Segment Open

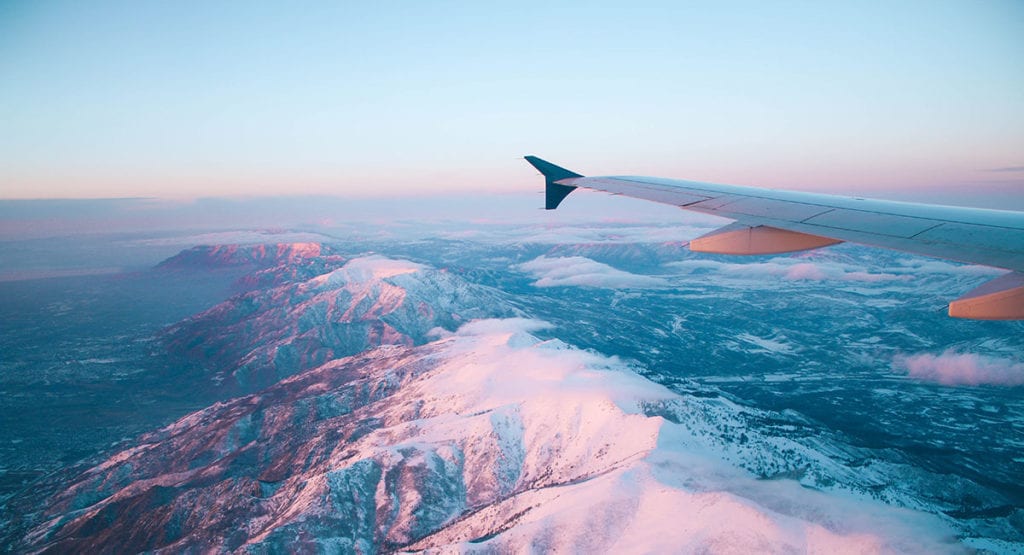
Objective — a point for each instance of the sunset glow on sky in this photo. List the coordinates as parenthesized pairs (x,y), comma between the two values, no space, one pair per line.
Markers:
(178,99)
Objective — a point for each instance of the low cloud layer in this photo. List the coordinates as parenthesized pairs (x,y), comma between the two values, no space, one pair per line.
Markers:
(582,271)
(961,369)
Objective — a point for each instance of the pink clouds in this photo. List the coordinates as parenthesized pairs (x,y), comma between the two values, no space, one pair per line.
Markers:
(956,369)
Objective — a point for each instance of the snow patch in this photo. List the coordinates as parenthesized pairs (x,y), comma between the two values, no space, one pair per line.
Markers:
(579,270)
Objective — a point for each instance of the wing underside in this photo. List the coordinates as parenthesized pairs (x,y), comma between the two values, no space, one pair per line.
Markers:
(769,221)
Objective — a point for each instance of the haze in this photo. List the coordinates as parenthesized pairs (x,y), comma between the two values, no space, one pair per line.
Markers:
(107,99)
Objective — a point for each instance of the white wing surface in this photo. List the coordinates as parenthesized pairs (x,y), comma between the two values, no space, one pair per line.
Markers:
(774,221)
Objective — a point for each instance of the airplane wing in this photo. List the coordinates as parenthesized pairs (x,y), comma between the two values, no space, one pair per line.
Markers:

Segment Closed

### WORK TO BE COMPLETED:
Say the number of lines in the entries that have the string "point", and only that.

### TASK SOLUTION:
8